### PASSAGE SHOWN:
To quote myself:
The more I work on these mini biographies, the harder I find it to be certain of biographical facts. I usually check multiple contemporary sources about the same events and I see errors that are carried forward by later texts and plenty of instances where there are two believable versions of an event. They are a work in progress, and I try to make the ambiguities and contradictions clear.
Gentle readers, welcome to my world when I was researching the life of Émilie Loisset. I thought she would be relatively simple to write about after tackling Jenny de Rahden and Céleste Mogador, both of whom wrote about their own lives at length. I knew there would be more material than I’d found on Selika Lazevski and Sarah l’Africaine, but I hadn’t realised that my standards and resources for research would have increased so exponentially. Now I had Belgian, German and Austrian digitised newspapers to work with, and I expanded out into birth certificates, marriage confirmations and death records, plus a novel or two. Heaven knows, there’s plenty more I could rummage through if I could visit the physical archives, but I had over a hundred pages of typed-up notes in three languages by the time I started Émilie’s essay, and that was enough for lockdown limitations. So let’s look at the research for the Paris Review Daily essay on Émilie Loisset (here) so I can try to untangle it all again.
A Giant Game of Telephone
I did my best to navigate the mess of contradictory information available and to be open about the judgment calls I made but – boy… it was a rollercoaster ride. If you look up Émilie and find something that you think I’ve missed, bear this in mind – it may very well be in my Giant Document of Notes and I just decided to exclude it from the essay and this blogpost for lack of space or faith. Paris Review Daily blogposts are meant to be 2,000 words max, and Nadja Spiegelman, my editor there, very kindly indulged me by letting me post far longer pieces.
In Signor Saltarino’s book, Émilie and Clotilde’s mother becomes “Camilla Loisset”, and Clotilde and Émilie themselves are pretty regularly confused by many writers in different countries. “Hatzfeld” is spelled in many and varied ways, my favourite of which has to be “Le Prince Narfeld”. When the reports cross the Atlantic they get even more scrambled – perhaps literally a game of Telegram. The New Orleans Daily Democrat account of events says Hatzfeldt raced horses at “Hoppeyarter” which I presume means Hoppegarten, the racecourse outside Berlin. Or there’s a US paper rechristening Clotilde as “Virginia” – possibly confused by another écuyère (Virginie Léonard) who married a banker. “Hartzfield” and “Blotilde” appear here.

### JOB A:
Pull out every line of the records that contains the word "hand".

### ENTRIES PROVIDED:

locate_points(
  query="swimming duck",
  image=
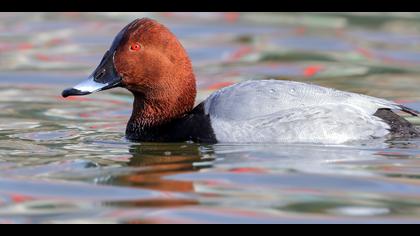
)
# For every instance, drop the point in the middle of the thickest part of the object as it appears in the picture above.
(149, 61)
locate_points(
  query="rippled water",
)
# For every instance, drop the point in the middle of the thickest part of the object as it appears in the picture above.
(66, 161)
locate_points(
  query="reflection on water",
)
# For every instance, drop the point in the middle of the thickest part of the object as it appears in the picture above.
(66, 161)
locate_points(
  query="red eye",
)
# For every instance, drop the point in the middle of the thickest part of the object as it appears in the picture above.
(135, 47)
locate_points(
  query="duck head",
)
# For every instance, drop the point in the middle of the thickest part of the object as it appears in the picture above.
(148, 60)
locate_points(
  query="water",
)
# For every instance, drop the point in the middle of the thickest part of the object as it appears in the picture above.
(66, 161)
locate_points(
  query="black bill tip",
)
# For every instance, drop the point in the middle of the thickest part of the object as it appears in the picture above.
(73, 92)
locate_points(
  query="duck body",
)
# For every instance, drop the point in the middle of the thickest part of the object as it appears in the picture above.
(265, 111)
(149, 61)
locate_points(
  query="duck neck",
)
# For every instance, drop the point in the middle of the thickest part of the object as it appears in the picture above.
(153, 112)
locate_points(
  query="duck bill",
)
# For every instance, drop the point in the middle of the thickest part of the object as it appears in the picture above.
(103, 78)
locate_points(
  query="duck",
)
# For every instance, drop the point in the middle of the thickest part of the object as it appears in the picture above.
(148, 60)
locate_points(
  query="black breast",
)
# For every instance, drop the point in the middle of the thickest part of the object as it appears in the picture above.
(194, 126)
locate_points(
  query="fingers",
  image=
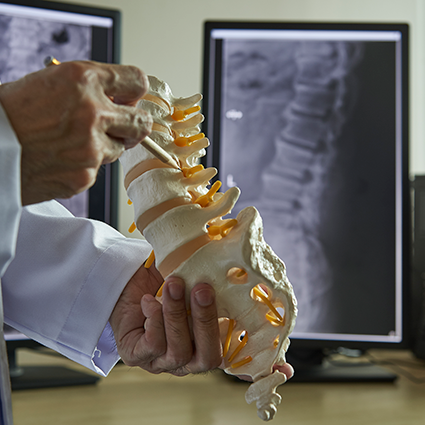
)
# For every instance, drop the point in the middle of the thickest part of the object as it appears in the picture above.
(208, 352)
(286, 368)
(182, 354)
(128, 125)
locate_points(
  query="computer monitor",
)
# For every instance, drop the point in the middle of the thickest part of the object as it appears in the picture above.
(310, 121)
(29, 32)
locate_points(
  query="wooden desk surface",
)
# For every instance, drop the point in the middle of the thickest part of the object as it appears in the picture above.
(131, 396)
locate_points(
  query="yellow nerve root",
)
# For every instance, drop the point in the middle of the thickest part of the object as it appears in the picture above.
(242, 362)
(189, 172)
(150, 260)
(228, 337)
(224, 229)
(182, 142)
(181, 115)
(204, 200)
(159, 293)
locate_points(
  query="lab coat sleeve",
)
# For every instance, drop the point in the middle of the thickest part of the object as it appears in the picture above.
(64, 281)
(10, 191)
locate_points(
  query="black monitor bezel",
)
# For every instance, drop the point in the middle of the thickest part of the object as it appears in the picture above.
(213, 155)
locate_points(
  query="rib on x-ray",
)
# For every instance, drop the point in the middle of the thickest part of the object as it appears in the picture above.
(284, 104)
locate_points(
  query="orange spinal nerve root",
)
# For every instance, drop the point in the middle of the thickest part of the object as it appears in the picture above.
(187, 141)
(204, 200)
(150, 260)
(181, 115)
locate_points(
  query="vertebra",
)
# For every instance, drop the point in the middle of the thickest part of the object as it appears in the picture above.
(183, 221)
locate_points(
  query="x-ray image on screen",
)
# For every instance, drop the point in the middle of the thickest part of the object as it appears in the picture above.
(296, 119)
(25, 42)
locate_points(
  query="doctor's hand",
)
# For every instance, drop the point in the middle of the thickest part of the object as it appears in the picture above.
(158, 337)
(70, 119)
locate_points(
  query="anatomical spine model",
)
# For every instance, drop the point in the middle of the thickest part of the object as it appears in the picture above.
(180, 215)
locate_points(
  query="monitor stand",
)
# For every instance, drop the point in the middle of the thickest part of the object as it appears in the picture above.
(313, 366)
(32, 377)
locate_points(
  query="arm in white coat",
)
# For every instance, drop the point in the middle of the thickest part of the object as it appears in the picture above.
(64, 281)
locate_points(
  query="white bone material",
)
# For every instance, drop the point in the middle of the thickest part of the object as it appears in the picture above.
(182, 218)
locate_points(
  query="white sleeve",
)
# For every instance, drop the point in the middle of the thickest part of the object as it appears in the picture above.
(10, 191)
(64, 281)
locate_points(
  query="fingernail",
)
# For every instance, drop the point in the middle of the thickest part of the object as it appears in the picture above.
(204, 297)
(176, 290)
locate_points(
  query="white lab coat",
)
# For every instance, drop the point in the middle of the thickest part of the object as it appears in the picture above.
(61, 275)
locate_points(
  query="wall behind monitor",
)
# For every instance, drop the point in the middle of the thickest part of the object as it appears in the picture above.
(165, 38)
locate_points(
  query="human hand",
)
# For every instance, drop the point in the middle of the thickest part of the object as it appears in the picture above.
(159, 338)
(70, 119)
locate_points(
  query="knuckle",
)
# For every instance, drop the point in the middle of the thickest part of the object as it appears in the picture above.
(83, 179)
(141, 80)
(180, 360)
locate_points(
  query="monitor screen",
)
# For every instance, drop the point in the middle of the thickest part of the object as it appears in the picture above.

### JOB B:
Which people, other than Émilie Loisset, does the blog post on researching her life say the writer had already looked into?

### FULL OUTPUT A:
  query="doctor's hand",
  query="human hand",

### FULL OUTPUT B:
Jenny de Rahden
Céleste Mogador
Selika Lazevski
Sarah l'Africaine